**Goal of the exercise:**
Which lines below contain the word "pointer"? Copy each of them.

**Provided records:**
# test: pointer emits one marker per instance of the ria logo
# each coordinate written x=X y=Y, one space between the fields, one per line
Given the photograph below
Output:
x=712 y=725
---
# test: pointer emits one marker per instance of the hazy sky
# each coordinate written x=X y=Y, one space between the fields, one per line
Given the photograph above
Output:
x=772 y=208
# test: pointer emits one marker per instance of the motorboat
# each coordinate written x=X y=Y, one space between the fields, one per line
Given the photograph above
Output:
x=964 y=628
* * *
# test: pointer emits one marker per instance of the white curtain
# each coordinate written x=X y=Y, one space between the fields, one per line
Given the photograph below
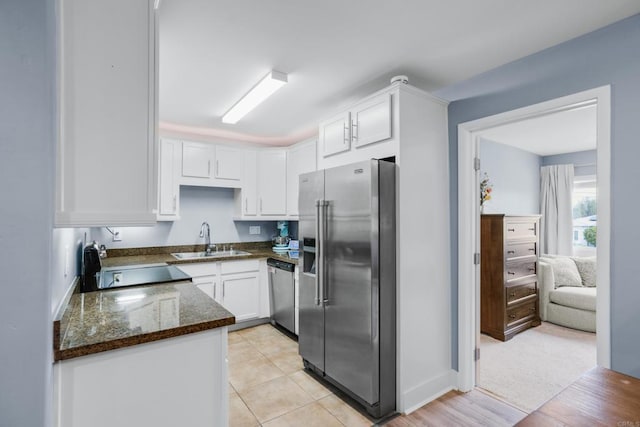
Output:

**Completed task:**
# test: pointer emits one marker per instance of the ria logo
# test: pointer emits one marker per instance of the hazy sky
# test: pointer emits one marker per instance of the motorboat
# test: pointer emits one marker per instance of the white curtain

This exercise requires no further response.